Document section:
== Segment start ==

Getting rid of the gas tax and switching to a mileage tax that factors in vehicle weight would help with this. If it costs you more every year to drive a bigger, heavier car, you’re going to want something smaller.

[–] MyOpinion@lemm.ee 25 points 2 months ago (3 children)

I like the idea of a size tax.

[–] Dark_Arc@social.packetloss.gg 24 points 2 months ago

I also like the idea of extended driver's license requirements to drive some of these monsters vs a sedan.

[–] comador@lemmy.world 7 points 2 months ago* (last edited 2 months ago) (1 children)

California is basically doing tax trials based on total mileage travelled per year, but not size.

My understanding from people I know in the CA Govt. legislature is that they have to tax based on what is known and one could easily have modifications on vehicles that would go unnoticed (truck lift kits, rice burners, hack jobs, etc). Mileage otoh is submitted during tax season already.

[–] WHYAREWEALLCAPS@fedia.io 3 points 2 months ago (1 children)

Very few, if any, modifications are going to dramatically change a vehicle's curb weight. Of course, electrics weigh more than similar ICEs, so a better reason to skip a weight based tax is so as to not disincentivize electrics.

Edit: Also, what do you mean "rice burners"? Afaik, rice burner refers to any vehicle of Asian origin whether tuned or not. And trust me, tuning a car is not going to increase the curb weight by more than a few pounds.

== Segment end ==

Material shown:
== Segment start ==

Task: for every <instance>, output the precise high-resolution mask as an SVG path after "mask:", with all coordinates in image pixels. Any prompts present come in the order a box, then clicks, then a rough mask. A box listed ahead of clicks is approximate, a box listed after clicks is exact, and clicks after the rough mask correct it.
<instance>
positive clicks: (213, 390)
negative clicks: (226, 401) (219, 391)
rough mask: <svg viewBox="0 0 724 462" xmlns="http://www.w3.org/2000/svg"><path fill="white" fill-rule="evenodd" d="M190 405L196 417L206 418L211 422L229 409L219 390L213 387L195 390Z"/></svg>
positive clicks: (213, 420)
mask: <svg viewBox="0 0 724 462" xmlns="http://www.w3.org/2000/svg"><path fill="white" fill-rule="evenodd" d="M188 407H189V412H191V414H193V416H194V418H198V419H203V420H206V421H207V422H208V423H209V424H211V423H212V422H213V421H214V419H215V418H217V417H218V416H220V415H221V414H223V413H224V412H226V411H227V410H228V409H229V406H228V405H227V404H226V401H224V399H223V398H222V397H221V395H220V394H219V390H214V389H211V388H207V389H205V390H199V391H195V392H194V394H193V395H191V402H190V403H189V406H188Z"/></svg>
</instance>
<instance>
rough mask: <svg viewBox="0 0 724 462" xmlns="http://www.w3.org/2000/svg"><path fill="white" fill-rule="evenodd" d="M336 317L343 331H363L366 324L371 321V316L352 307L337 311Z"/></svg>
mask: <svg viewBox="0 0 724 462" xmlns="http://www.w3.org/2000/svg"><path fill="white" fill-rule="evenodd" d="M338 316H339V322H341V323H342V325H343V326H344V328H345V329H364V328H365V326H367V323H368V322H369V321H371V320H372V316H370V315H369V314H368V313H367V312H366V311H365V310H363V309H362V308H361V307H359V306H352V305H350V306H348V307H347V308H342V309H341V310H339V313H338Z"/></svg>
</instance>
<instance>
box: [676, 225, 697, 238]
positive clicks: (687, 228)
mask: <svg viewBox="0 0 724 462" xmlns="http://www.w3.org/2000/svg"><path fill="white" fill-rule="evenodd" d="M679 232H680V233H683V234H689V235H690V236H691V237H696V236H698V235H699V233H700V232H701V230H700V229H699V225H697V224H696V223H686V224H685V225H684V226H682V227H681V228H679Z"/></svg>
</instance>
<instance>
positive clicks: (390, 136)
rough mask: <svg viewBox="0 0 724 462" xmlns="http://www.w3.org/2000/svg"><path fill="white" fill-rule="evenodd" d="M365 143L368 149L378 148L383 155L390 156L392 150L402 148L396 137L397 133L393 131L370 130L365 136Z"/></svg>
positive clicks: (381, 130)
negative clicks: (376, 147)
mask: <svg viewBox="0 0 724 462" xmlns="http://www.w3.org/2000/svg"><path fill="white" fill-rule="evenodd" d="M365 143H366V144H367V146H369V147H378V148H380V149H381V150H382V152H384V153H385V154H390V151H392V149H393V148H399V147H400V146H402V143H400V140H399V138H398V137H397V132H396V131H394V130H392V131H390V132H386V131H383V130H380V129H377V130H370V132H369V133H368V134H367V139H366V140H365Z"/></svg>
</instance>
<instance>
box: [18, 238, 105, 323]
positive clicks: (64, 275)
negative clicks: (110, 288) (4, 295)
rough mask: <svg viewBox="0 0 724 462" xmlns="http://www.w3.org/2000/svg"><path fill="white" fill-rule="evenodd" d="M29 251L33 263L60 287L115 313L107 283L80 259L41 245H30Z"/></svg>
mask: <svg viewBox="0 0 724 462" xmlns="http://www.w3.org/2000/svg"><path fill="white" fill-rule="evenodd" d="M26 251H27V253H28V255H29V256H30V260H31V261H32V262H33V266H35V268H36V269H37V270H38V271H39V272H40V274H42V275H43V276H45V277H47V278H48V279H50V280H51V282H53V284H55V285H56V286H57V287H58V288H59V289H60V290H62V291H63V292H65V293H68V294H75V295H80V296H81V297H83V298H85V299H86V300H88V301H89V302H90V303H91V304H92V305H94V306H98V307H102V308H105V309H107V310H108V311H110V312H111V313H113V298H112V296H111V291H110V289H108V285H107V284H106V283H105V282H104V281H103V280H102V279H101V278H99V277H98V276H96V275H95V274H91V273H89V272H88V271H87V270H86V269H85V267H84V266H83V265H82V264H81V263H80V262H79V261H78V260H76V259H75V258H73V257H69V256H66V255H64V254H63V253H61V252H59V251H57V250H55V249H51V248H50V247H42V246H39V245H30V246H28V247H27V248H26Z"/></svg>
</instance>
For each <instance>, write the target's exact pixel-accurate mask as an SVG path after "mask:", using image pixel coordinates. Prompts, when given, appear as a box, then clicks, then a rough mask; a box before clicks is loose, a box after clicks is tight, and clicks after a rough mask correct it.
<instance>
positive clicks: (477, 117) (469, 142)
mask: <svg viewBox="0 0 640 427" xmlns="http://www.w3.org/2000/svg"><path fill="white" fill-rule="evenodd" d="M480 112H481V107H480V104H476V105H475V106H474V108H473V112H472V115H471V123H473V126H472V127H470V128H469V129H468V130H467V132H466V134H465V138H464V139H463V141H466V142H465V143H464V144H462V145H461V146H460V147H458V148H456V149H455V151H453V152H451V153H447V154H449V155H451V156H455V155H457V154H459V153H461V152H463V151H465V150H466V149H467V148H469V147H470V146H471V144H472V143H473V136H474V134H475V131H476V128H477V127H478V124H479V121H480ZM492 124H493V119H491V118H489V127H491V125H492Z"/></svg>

== Segment end ==

Parts of the exercise:
[A] Answer these questions about the vehicle tax discussion:
(i) What would replace the gas tax under the proposal in the opening comment?
(ii) What are California's tax trials based on?
(iii) How does the weight of electric vehicles compare with that of similar ICEs?
[B] Carry on the vehicle tax discussion from its last sentence.
None of the entries are required here.

Per-task answers:
[A]
(i) A mileage tax that factors in vehicle weight.
(ii) Total mileage traveled per year, not size.
(iii) Electric vehicles weigh more than similar ICEs.

[B]
[–] comador@lemmy.world 3 points 2 months ago

Sorry, I got ahead of myself without clarifying. The idea of taxation based on the size of "stock" vehicles or even a stock vehicles estimated mpg was turned down because considerations such as: Vehicle Body Modifications, Vehicle Engine Modifications, 5th Wheels, Trailers, Poorly Tuned or Mal-Maintained Vehicles and many others listed means the end result would be a poor assessment for more than 2% of registered vehicles and thus resulting in not taxing appropriately.

So while they can do it (tax by size or empg) by pulling any data that the DMV or tax filings show, those considerations hamper the idea's effectiveness in taxation for the California Department of Tax and Fee Administration (CDTFA).

As a result, Road Charge (mileage) was adopted in CA as the future replacement for the existing 7.5% + gas tax. https://caroadcharge.com/

[–] grue@lemmy.world 13 points 2 months ago (1 children)

As long as they do it by checking the odometer once a year and not with some kind of ridiculous privacy-destroying GPS-based scheme, I'm all for it.

(There are some dipshits who try to justify the latter by claiming they need to know where you drive to send the revenue to the right jurisdiction. Bullshit! They can just measure traffic volumes on each road segment -- which they already do -- and allocate proportional to that instead.)

[–] aodhsishaj@lemmy.world 2 points 2 months ago (1 children)

Agreed you don't need the mileage aspect just weight and VAT. However your insurance company app is likely already pulling GPS shenanigans and if your OnStar or whatever "roadside assistance" GPS box and cellular modem are enabled a lot more than just your location are being shared with anyone willing to pay for it.

[–] grue@lemmy.world 7 points 2 months ago* (last edited 2 months ago) (1 children)

Not on me, they aren't. My newest vehicle is from the mid-2000s and none of them have tracking built in.

On a related note, I can't own an ~~EV~~ electric car because nobody will sell me one that respects my privacy.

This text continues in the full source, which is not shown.